EXERCISE OBJECTIVE ▸ Without skipping anything, write out each record below exactly.

DATA EXTRACTS ▸
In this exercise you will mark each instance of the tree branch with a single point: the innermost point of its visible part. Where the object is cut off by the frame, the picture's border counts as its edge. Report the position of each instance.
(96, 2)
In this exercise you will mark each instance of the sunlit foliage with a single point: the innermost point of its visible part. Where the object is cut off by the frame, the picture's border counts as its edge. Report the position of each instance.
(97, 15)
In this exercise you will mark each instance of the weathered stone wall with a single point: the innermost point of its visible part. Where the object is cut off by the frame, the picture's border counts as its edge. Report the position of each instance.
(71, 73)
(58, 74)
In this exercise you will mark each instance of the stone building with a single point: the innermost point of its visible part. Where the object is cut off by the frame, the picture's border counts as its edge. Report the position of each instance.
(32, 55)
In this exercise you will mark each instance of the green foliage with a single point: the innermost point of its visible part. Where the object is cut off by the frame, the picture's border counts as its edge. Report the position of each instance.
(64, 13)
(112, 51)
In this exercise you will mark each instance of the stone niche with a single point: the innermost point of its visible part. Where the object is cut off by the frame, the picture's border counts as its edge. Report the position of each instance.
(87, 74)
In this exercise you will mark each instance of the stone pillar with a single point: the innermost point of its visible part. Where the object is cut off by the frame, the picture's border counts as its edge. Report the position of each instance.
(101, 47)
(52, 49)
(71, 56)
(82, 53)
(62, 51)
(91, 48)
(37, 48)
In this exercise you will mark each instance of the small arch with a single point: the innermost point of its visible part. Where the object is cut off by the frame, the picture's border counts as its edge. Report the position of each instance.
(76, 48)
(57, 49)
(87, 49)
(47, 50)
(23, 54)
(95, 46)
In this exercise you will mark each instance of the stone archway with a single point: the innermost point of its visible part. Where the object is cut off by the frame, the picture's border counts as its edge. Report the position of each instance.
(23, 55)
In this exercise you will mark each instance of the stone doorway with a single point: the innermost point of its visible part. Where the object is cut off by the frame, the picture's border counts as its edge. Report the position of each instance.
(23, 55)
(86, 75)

ANSWER BELOW ▸
In this exercise you will mark each instance of the tree branch with a single point: the innermost point of its visible part. Where the object is cut off by the frame, the picture's border counts as its edge. Report the position of each instance.
(96, 2)
In this exercise you will mark each instance of the sunlit foliage with a single point: the innermost point of its visible part. Where the object is cut off by the frame, the picture's border counts as its edge. Report the position of each instance.
(97, 15)
In this exercise you will mark each instance of the weathered stone wall with a single point: the innermost point of its visible part. Where the object is cut off by the frame, the picture's border counts as its edge. Report the position of each instance.
(71, 73)
(58, 74)
In this exercise you will mark each instance of the stone building with a single point: the innermost point of its visible part. Where the object is cut off by the frame, the picture's border counts as its edge. Report the position of each instance.
(32, 55)
In this exercise you will mark each instance of the green foliage with a single point: the innermost point of its visible part. Where the object is cut off by the frame, the picture's border counts as its edge. Report the position of each instance.
(64, 13)
(112, 51)
In this exercise you will mark each instance of the stone niche with a single point: the innermost point of its visible part. Where the object is cut off by the frame, the picture's border counts as its edge. Report the position of each instance.
(87, 74)
In this exercise you will mark each instance of the stone pillar with a single point: the innermost point of its visible part. Where the object is cut off by the frame, the picture's border counts as its edge. Report the position of each instance.
(101, 47)
(52, 49)
(71, 56)
(82, 53)
(62, 51)
(91, 48)
(37, 48)
In this exercise you will mark each instance of the small arch with a single point: the innermost point of its visible part. Where the object is cut off by the frame, the picture's border counts as its edge. Report the position of each instance.
(76, 48)
(57, 49)
(87, 49)
(47, 50)
(23, 54)
(95, 46)
In this exercise you will mark each instance of the stone archway with a single point: the innermost point of its visible part. Where the object is cut off by the frame, the picture's border counts as its edge. Report the position of each instance.
(23, 55)
In this exercise you will mark each instance of the stone doorway with a single point: the innermost point of its visible part. Where the object is cut off by the frame, the picture's border counts as its edge. Report the position of each instance.
(23, 55)
(86, 75)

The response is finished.